**OBJECTIVE:** Gather every line in the material below that contains the word "distant", copying each line in full.

**DATA SHOWN:**
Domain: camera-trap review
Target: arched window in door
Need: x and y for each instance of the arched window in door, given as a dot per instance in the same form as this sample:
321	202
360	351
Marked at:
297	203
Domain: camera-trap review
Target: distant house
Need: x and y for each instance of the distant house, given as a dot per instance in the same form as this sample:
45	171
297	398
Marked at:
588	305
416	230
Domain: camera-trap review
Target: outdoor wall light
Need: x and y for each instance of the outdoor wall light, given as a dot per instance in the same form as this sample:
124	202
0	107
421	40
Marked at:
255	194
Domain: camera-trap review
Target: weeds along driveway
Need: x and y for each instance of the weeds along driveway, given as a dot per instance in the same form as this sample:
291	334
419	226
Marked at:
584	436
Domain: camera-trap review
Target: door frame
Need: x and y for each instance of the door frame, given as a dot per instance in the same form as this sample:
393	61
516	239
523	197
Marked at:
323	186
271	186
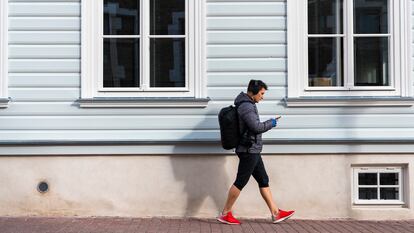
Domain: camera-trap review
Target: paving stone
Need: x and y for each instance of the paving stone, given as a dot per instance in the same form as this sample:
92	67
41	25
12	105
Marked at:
193	225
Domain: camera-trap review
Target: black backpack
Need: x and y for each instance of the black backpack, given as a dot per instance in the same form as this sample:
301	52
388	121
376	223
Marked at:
229	126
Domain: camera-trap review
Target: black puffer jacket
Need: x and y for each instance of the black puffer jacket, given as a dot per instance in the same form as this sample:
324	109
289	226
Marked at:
249	117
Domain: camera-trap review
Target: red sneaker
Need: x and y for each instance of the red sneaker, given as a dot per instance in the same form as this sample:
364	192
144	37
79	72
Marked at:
283	215
228	219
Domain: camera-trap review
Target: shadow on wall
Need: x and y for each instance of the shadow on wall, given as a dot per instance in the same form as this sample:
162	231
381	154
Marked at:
204	177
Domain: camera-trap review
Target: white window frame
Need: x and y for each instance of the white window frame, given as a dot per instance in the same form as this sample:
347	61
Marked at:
4	54
92	62
377	170
399	54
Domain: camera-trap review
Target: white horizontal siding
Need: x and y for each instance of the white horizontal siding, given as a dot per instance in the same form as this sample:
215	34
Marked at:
44	51
245	39
266	108
173	135
44	37
186	122
44	9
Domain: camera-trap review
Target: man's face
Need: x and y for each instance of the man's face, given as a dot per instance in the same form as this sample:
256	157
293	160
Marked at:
259	96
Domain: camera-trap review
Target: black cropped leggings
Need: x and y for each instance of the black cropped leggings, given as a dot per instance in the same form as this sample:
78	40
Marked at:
251	164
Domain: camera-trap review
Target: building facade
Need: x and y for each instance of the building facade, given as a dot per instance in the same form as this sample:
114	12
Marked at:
109	107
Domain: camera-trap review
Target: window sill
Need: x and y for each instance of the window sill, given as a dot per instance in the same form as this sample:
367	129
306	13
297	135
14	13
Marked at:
362	101
4	102
103	102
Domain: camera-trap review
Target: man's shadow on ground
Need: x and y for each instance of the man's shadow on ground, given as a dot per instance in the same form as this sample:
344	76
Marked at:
204	176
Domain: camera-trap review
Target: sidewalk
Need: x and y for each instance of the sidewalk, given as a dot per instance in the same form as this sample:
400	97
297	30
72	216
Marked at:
158	225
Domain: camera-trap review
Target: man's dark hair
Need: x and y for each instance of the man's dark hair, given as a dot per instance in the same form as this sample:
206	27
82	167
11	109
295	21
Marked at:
255	86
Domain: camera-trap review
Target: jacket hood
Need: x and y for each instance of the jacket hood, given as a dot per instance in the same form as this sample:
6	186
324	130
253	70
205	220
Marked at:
242	97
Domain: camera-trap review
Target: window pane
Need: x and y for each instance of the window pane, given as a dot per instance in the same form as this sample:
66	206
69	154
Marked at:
389	194
371	61
370	16
368	193
325	62
168	17
121	63
167	62
367	178
121	17
389	178
325	16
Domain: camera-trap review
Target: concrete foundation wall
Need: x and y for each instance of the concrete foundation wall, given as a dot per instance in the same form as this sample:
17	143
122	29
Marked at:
316	186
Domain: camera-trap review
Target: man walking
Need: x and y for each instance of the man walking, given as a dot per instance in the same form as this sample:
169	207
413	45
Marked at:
249	150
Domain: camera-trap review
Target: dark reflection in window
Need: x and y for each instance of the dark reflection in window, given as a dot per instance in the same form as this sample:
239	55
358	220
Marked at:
121	17
389	178
370	16
368	193
168	17
367	179
389	194
371	61
167	62
325	16
121	62
325	62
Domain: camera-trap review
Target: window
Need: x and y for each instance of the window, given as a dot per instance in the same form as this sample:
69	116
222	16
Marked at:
349	48
148	52
3	54
378	185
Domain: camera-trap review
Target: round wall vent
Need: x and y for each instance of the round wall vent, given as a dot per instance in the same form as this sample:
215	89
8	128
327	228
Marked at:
43	187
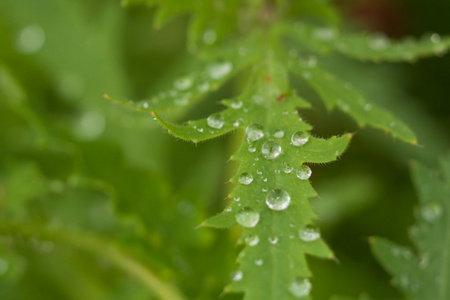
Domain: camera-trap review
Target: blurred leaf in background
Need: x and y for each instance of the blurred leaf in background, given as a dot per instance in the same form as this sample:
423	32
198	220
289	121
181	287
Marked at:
75	165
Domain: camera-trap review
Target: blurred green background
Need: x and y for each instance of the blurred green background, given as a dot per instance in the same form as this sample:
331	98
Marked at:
72	161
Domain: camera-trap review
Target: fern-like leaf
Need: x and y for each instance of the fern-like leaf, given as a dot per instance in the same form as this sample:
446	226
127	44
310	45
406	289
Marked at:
425	274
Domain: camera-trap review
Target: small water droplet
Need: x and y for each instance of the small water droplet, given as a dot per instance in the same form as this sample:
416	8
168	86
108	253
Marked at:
245	178
287	168
220	70
300	287
259	262
271	149
299	138
435	38
209	37
215	121
279	134
278	199
203	87
252	240
431	212
236	104
183	83
309	233
30	40
254	132
273	240
4	266
325	34
378	41
237	275
251	148
304	172
247	217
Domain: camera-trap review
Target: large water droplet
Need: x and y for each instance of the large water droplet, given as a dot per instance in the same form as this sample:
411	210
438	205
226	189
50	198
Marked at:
299	138
431	212
252	240
309	233
247	217
300	287
304	172
271	149
254	132
219	70
278	199
215	121
245	178
237	275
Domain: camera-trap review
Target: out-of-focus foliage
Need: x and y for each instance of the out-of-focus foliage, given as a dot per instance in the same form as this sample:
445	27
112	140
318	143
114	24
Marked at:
96	202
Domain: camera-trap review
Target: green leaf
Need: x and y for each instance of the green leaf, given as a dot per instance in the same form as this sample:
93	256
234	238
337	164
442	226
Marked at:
374	47
270	199
425	273
336	93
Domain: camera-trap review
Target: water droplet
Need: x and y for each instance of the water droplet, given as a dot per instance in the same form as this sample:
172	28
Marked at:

**FINISHED ANSWER:**
Target: distant house
Need: x and y for each instance of the distant house, given as a dot per instance in the same form as this sample:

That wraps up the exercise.